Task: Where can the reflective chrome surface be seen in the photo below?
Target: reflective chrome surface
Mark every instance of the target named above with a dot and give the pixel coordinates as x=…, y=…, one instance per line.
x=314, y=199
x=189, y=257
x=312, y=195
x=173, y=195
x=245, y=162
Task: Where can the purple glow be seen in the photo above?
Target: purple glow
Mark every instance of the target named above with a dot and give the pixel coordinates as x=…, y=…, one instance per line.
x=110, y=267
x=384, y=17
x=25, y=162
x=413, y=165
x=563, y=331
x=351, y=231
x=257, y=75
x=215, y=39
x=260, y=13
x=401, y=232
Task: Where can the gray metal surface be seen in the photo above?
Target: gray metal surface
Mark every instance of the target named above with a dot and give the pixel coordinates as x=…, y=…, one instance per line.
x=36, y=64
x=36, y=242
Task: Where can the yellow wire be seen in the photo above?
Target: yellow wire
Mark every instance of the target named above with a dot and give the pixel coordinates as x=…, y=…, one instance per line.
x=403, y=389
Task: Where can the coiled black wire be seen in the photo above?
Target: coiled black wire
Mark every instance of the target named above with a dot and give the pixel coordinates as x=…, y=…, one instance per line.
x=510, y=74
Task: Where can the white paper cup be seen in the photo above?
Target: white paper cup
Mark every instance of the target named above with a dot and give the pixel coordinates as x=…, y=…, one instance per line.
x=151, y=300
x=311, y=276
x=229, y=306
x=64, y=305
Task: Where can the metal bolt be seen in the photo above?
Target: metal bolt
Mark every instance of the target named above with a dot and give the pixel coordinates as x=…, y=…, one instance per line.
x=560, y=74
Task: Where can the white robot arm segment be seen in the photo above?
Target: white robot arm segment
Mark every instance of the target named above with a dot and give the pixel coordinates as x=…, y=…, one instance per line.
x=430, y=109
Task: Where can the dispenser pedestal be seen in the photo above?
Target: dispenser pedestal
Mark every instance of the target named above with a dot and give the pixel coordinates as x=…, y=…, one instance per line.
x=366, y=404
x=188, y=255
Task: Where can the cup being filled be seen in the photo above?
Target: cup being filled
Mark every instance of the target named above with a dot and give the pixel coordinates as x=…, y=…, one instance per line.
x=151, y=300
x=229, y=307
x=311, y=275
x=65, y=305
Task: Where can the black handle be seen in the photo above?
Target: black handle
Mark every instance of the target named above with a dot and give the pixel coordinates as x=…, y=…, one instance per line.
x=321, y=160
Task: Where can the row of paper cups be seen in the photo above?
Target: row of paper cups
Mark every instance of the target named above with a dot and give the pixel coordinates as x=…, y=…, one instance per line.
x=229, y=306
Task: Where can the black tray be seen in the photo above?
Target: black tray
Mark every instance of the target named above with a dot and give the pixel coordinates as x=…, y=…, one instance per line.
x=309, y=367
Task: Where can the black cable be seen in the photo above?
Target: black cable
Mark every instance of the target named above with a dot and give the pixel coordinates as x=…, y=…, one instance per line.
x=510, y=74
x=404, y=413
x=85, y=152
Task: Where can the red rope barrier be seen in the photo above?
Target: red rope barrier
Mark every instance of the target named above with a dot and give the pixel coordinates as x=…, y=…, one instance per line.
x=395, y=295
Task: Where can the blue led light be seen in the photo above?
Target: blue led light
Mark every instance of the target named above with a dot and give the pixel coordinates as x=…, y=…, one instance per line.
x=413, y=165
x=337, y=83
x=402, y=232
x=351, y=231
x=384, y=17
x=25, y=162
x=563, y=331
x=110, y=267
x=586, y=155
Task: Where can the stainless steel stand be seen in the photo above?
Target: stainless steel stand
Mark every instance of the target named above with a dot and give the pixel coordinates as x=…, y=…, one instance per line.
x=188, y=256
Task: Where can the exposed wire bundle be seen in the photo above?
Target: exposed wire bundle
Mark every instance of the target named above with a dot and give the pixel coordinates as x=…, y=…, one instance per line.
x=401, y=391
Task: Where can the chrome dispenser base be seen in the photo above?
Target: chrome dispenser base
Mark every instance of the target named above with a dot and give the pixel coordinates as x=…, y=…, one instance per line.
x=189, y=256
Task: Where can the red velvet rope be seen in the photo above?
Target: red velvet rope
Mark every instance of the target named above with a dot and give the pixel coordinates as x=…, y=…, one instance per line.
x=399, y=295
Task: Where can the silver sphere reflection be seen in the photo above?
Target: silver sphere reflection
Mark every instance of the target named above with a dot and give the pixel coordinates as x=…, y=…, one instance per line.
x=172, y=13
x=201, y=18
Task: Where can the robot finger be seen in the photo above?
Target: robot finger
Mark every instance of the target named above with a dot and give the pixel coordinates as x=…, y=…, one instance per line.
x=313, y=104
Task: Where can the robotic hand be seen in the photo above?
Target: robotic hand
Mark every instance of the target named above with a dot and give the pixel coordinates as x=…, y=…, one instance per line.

◆ Your task ◆
Every line above should be output exactly as it stands.

◆ Response ◆
Task: Where can the reflective chrome surface be seen in the photo below?
Target: reflective chrome surface
Mark every instance of the target named above with a dot and give the pixel coordinates as x=…, y=…, one instance per line.
x=314, y=199
x=189, y=257
x=312, y=195
x=173, y=195
x=245, y=162
Task: Where can the purple glow be seen in the photo above?
Target: purple glow
Mark every instance of the target named above with a dot and give the pixel coordinates as x=…, y=…, one instance per line.
x=110, y=267
x=384, y=17
x=25, y=162
x=413, y=165
x=563, y=331
x=351, y=231
x=257, y=75
x=215, y=39
x=260, y=13
x=401, y=232
Task: Where can the gray metal surface be seen in the photo above?
Target: gray metal surface
Mark every instance of the target named above with a dot and give the pixel coordinates as x=…, y=…, one instance per line.
x=36, y=64
x=36, y=242
Task: Where can the yellow wire be seen in the photo above?
Target: yellow wire
Mark every instance of the target named above with a dot and give the pixel coordinates as x=…, y=…, one instance per line.
x=403, y=389
Task: Where can the coiled black wire be seen in the photo above?
Target: coiled black wire
Mark every instance of the target named above with a dot and give the pixel coordinates as x=…, y=…, one instance per line.
x=510, y=74
Task: Where can the white paper cup be seen in the photo above?
Target: white paper cup
Mark every instance of the target named above with a dot and give the pixel coordinates as x=…, y=…, one instance per line.
x=151, y=300
x=311, y=276
x=229, y=306
x=64, y=305
Task: Where can the metal bolt be seen in the photo above?
Target: metal bolt
Mark every instance of the target named above with a dot and give the pixel coordinates as x=…, y=…, one instance per line.
x=560, y=74
Task: Where can the white robot arm segment be seen in the photo above?
Target: white robot arm segment
Mark every instance of the target named above with a dot and give the pixel coordinates as x=…, y=…, one instance per line.
x=430, y=109
Task: Where can the dispenser pedestal be seen in the photo above?
Target: dispenser pedestal
Mark every instance of the target named above with a dot and give the pixel coordinates as x=…, y=…, one instance per line.
x=366, y=404
x=188, y=255
Task: Where can the cup being filled be seen in the photo above?
Target: cup being filled
Mark every instance of the target named above with a dot and give the pixel coordinates as x=…, y=…, one instance per line.
x=151, y=300
x=229, y=307
x=311, y=275
x=65, y=305
Task: Where can the black handle be seen in the photo above?
Target: black handle
Mark every instance of the target named above with a dot and give the pixel coordinates as x=…, y=…, one instance per line.
x=321, y=160
Task: Where can the row of paper cups be seen in the photo above?
Target: row of paper cups
Mark every instance of the target named above with a dot and give the pixel coordinates as x=…, y=…, one instance per line.
x=229, y=306
Task: Where can the black tray be seen in the photo above?
Target: black tray
Mark every instance of the target named above with a dot and give the pixel coordinates as x=…, y=…, one instance per line.
x=309, y=367
Task: Where can the black cable be seen in the photo above?
Target: black cable
Mark every instance of the target named above with a dot and give the pixel coordinates as x=…, y=…, one instance per line.
x=510, y=74
x=404, y=413
x=85, y=152
Task: Where can the red rope barrier be seen in the photo above?
Target: red rope barrier
Mark every instance of the target named above with a dot and give the pixel coordinates as x=…, y=…, one instance per line.
x=395, y=295
Task: Where can the blue led light be seen in the photo above?
Target: blue led light
Mark every instance of the target named above with a dot and give the pixel coordinates as x=…, y=…, one instance per line.
x=413, y=165
x=337, y=83
x=402, y=232
x=351, y=231
x=384, y=17
x=25, y=162
x=563, y=331
x=110, y=267
x=586, y=155
Task: Where can the stainless steel stand be seen in the photo above?
Target: stainless steel stand
Mark every instance of the target named above with a dot and give the pixel coordinates as x=…, y=…, one instance per line.
x=188, y=256
Task: Where can the exposed wire bundle be seen in the photo above?
Target: exposed wire bundle
Mark every instance of the target named above with a dot and give the pixel coordinates as x=…, y=…, one instance per line.
x=401, y=391
Task: Where can the chrome dispenser base be seen in the photo above?
Target: chrome dispenser base
Mark every instance of the target named above with a dot and give the pixel coordinates as x=…, y=…, one instance per line.
x=189, y=256
Task: Where can the red velvet rope be seen in the photo above?
Target: red velvet rope
Mark every instance of the target named above with a dot and give the pixel coordinates as x=…, y=…, one instance per line.
x=399, y=295
Task: Where can the silver sphere reflection be seen in the photo above?
Target: silver sphere reflection
Mark every instance of the target named above with a dot and give the pixel coordinates as x=…, y=…, one instance per line.
x=172, y=13
x=201, y=18
Task: Where can the robot finger be seen in the photo above?
Target: robot finger
Mark every instance of the target named above with a dot and give the pixel coordinates as x=…, y=…, one instance per line.
x=313, y=104
Task: Where can the robotic hand be seen in the photo above?
Target: robotic hand
Mark every instance of the target named above with a dot and give the pixel coordinates as x=…, y=…, one instance per line.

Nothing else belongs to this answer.